22 ноября
Загрузить еще

Ликвидатор аварии на Чернобыльской АЭС: "Радиационное облако прошло над Симферополем, Перевальным и Севастополем"

Ликвидатор аварии на Чернобыльской АЭС:
Фото: До Чернобыльской трагедии аварийные ситуации на АЭС ни в училищах, ни в академиях не рассматривались. А потому, как о серьезной опасности, об этом эпизоде в первый месяц после взрыва не говорили. фото УНИАН

Полковник запаса, офицер химических войск Советской армии
Александр Котков из Симферополя в 1986 году был заместителем начальника главного разведывательного отдела оперативной группы СССР - той самой, что руководила ликвидацией аварии на Чернобыльской атомной электростанции. Тогда вся информация о произошедшей в городе Припяти трагедии была закрытой, и только теперь, спустя 26 лет после рокового взрыва на одном из реакторов ЧАЭС, ликвидатор счел себя в праве рассказать то, что держал в секрете долгие годы. Слово - Александру Алексеевичу. 

"Просыпайтесь, ваши приборы защелкали!"

28 апреля 1986 года в крымскую столицу пришел приказ - в связи с аварией на ЧАЭС развернуть в каждой части посты радиационной разведки с целью контроля за окружающей средой. Я отвечал в Симферополе за инструктаж дежурных и обеспечение этих постов приборами. Сразу после вести об аварии подготовленные дозиметристы из подразделений каждый час включали приборы и обследовали территорию полка. Данные записывали в журнал радиационного контроля.

● Письменное задание 1
Почему, согласно исходному тексту, в первый месяц после взрыва об этом эпизоде не говорили как о серьезной опасности? Ответьте в одном–трех предложениях.
● Письменное задание 2
Ответьте на вопросы по исходному тексту.
(а) Какую должность занимал Александр Котков в 1986 году?
(б) Какого числа в крымскую столицу пришел приказ развернуть посты радиационной разведки?
(в) Как часто дозиметристы включали приборы и обследовали территорию полка?
● Письменное задание 3
Поменяйте в исходном тексте «Чернобыльской атомной электростанции» на «ЧАЭС» и приведите отрывок целиком: всё от «Полковник запаса, офицер» вниз до «- Александру Алексеевичу.».
Позиции к этой части работы отношения не имеют.

● Записанные сведения
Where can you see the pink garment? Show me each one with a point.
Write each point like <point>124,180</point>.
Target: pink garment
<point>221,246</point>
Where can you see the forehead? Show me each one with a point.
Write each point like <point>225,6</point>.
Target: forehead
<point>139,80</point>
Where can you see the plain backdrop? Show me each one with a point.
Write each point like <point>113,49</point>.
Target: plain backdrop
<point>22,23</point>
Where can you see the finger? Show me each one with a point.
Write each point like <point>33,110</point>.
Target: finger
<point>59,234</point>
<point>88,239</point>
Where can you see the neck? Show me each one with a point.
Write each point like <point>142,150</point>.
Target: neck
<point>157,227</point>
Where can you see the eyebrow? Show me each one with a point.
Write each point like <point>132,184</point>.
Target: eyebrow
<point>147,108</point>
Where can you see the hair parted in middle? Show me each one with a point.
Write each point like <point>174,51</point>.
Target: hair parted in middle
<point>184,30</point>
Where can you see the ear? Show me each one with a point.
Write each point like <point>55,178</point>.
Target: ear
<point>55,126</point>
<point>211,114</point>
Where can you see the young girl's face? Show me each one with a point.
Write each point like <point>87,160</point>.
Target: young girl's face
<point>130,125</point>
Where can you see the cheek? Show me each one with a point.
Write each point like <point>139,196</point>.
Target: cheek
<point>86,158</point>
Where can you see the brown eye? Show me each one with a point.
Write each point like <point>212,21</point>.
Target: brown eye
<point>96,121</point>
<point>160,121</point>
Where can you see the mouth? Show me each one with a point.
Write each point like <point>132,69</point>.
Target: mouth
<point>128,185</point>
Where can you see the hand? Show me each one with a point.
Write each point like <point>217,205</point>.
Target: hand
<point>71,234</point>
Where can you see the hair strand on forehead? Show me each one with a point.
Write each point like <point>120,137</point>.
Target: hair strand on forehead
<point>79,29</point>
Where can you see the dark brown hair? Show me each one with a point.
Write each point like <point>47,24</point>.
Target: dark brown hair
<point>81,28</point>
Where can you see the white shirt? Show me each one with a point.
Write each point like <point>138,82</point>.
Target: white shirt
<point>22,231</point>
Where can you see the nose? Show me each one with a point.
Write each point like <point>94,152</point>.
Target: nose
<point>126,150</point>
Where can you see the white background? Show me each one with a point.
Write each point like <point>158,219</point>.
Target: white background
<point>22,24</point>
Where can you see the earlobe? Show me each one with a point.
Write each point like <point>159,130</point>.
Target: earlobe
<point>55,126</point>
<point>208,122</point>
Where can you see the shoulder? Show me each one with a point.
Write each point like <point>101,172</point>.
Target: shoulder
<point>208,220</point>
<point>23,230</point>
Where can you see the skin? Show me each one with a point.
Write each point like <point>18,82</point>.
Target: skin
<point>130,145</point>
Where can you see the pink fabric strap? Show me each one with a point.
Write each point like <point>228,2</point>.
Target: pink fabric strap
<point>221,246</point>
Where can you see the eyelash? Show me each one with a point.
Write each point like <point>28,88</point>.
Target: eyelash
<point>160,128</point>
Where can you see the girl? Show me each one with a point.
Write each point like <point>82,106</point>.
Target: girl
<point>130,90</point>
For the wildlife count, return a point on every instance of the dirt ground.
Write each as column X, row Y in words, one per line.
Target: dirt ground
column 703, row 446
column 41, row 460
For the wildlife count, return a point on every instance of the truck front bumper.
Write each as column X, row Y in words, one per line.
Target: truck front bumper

● Правильный результат 1
До Чернобыльской трагедии аварийные ситуации на АЭС не рассматривались ни в училищах, ни в академиях. Поэтому в первый месяц после взрыва об этом эпизоде не говорили как о серьезной опасности.

● Правильный результат 2
(а) Он был заместителем начальника главного разведывательного отдела оперативной группы СССР.
(б) 28 апреля 1986 года.
(в) Каждый час.

● Правильный результат 3
Полковник запаса, офицер химических войск Советской армии
Александр Котков из Симферополя в 1986 году был заместителем начальника главного разведывательного отдела оперативной группы СССР - той самой, что руководила ликвидацией аварии на ЧАЭС. Тогда вся информация о произошедшей в городе Припяти трагедии была закрытой, и только теперь, спустя 26 лет после рокового взрыва на одном из реакторов ЧАЭС, ликвидатор счел себя в праве рассказать то, что держал в секрете долгие годы. Слово - Александру Алексеевичу.